** Start of Data provided **

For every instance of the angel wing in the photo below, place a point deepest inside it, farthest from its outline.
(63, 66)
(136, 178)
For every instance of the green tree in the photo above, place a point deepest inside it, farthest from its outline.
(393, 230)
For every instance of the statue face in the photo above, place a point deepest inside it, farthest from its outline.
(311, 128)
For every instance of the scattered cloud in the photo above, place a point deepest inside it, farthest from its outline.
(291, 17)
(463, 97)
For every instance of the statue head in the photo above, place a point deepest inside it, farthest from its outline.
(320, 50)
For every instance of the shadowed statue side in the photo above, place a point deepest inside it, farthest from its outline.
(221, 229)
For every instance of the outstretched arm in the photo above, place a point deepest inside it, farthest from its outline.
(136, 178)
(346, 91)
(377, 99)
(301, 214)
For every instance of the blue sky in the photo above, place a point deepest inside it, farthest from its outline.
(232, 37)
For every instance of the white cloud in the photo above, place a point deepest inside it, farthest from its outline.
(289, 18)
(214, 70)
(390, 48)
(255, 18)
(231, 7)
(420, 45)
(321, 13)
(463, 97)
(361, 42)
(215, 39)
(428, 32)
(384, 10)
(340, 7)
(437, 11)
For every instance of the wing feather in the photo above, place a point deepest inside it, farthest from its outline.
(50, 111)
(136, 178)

** End of Data provided **

• _Written request_
Retype the entries one by one, exactly.

• _Response_
For every instance of the angel wing in the photo below, place a point deepest inside it, farthest from its outline.
(63, 66)
(136, 178)
For every instance of the green tree in the photo above, place a point deepest inside it, farthest from its outline.
(393, 230)
For every instance of the statue face in the photo above, place a point deepest inside it, farthest from its outline.
(311, 128)
For every instance of the scattered cloud in the photo above, place a point deepest inside it, farthest from its outline.
(291, 17)
(463, 97)
For every instance of the statue head in the photo above, place a point deepest inside it, farthest from its outline.
(320, 50)
For every instance of the shadowed statue side in the photo above, place a point deepest inside it, farthest from its outline.
(221, 229)
For every instance of the outstretched arm in the photo above, place a point deepest inside it, farthest from its outline.
(136, 178)
(346, 91)
(377, 99)
(301, 214)
For every instance of the blue sky in the photo above, place a point deepest inside it, farthest from its outline.
(232, 37)
For every instance of the white cloud in the photo above, place a point deepest inside it, farthest from its outline.
(289, 18)
(214, 70)
(390, 48)
(255, 18)
(231, 7)
(420, 45)
(321, 13)
(463, 97)
(361, 42)
(215, 39)
(428, 32)
(384, 10)
(340, 7)
(437, 11)
For every instance of the wing feather in the photo above, place a point deepest inside it, farthest from its outline.
(50, 111)
(136, 178)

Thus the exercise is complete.